Aim of the task> Convert the entries below into a JSON list of strings, with each line as its own string and blank lines omitted.

* * * * * * *

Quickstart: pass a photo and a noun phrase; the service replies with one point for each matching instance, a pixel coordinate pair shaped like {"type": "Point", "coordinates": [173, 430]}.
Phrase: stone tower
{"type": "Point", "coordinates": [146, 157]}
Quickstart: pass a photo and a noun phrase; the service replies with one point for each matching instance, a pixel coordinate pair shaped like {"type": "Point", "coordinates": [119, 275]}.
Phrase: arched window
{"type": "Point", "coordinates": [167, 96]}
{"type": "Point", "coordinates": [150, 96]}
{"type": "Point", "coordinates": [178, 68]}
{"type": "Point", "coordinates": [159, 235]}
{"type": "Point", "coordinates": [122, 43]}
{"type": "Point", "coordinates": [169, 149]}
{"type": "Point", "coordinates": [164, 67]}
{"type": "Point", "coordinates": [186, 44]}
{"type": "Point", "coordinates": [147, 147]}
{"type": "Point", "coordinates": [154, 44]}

* * * * * * *

Solution>
[
  "Quickstart: pass a photo and a noun phrase; the service replies with one point for each matching instance, a pixel coordinate pair shaped like {\"type\": \"Point\", \"coordinates\": [173, 430]}.",
  "Phrase: stone tower",
  "{\"type\": \"Point\", \"coordinates\": [146, 157]}",
  "Quickstart: pass a photo and a noun phrase; the service replies with one point for each matching instance, a pixel coordinate pair shaped like {\"type\": \"Point\", \"coordinates\": [119, 275]}.",
  "Phrase: arched window",
  "{\"type\": \"Point\", \"coordinates\": [167, 96]}",
  "{\"type\": \"Point\", \"coordinates\": [150, 96]}",
  "{\"type\": \"Point\", \"coordinates\": [178, 68]}",
  "{\"type\": \"Point\", \"coordinates\": [159, 235]}",
  "{\"type\": \"Point\", \"coordinates\": [122, 43]}",
  "{\"type\": \"Point\", \"coordinates\": [169, 149]}",
  "{\"type\": \"Point\", \"coordinates\": [164, 67]}",
  "{\"type\": \"Point\", \"coordinates\": [186, 44]}",
  "{\"type\": \"Point\", \"coordinates\": [147, 147]}",
  "{\"type\": \"Point\", \"coordinates\": [154, 44]}"
]